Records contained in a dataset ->
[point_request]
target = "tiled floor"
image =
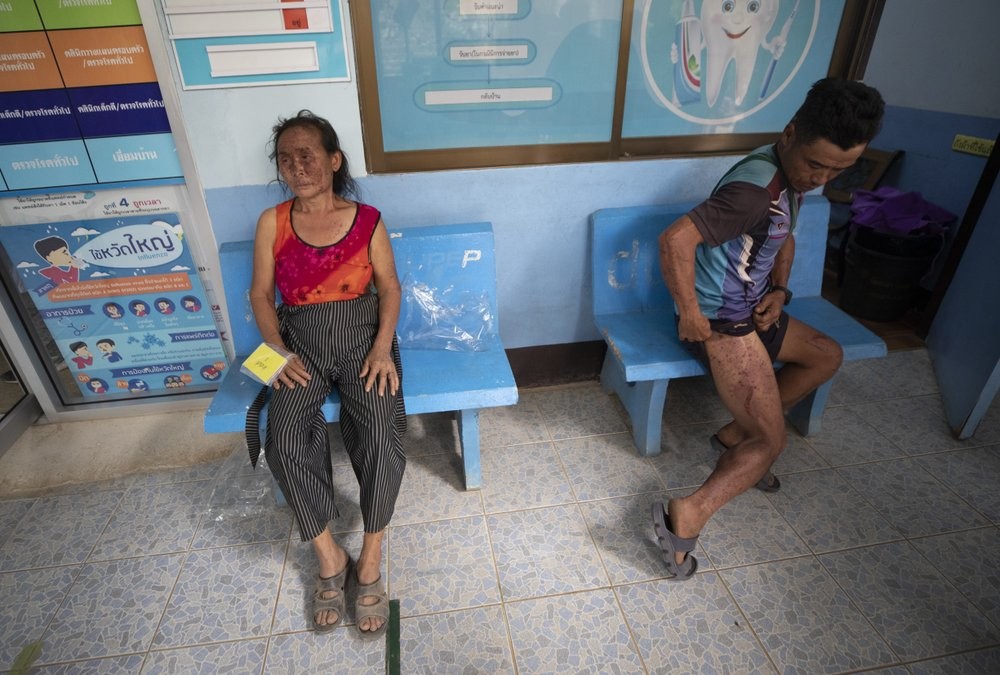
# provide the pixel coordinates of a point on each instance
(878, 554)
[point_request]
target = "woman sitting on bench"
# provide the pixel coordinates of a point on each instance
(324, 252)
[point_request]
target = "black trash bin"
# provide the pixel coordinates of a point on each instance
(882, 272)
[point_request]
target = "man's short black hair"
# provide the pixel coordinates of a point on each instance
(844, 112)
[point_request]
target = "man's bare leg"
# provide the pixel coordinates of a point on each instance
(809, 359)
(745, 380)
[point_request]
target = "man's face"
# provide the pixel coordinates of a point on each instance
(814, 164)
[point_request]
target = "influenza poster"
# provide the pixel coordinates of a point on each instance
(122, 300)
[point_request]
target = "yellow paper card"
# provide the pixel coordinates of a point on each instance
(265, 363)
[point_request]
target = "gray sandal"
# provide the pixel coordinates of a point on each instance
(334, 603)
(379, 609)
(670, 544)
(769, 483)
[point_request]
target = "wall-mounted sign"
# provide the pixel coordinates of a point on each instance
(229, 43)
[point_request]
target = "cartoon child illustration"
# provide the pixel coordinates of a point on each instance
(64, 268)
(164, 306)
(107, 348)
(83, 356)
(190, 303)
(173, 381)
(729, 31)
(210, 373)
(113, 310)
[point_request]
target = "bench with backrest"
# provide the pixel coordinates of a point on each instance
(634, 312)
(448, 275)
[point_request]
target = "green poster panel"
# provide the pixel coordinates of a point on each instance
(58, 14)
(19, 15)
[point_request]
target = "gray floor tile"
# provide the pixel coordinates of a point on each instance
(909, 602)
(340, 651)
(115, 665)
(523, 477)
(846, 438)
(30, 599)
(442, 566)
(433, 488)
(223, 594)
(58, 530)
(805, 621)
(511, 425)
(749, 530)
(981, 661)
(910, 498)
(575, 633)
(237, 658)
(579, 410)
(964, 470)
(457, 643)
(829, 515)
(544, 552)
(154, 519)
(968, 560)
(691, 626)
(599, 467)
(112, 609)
---
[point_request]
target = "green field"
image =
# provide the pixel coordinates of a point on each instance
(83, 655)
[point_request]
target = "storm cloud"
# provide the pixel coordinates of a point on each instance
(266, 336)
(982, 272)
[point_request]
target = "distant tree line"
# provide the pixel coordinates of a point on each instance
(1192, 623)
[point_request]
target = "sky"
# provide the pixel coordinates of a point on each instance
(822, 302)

Task brief ->
All lines above holding the word "floor" make up the answer; copy each one.

Completed exercise ->
target = "tiled floor"
target = "gray floor tile"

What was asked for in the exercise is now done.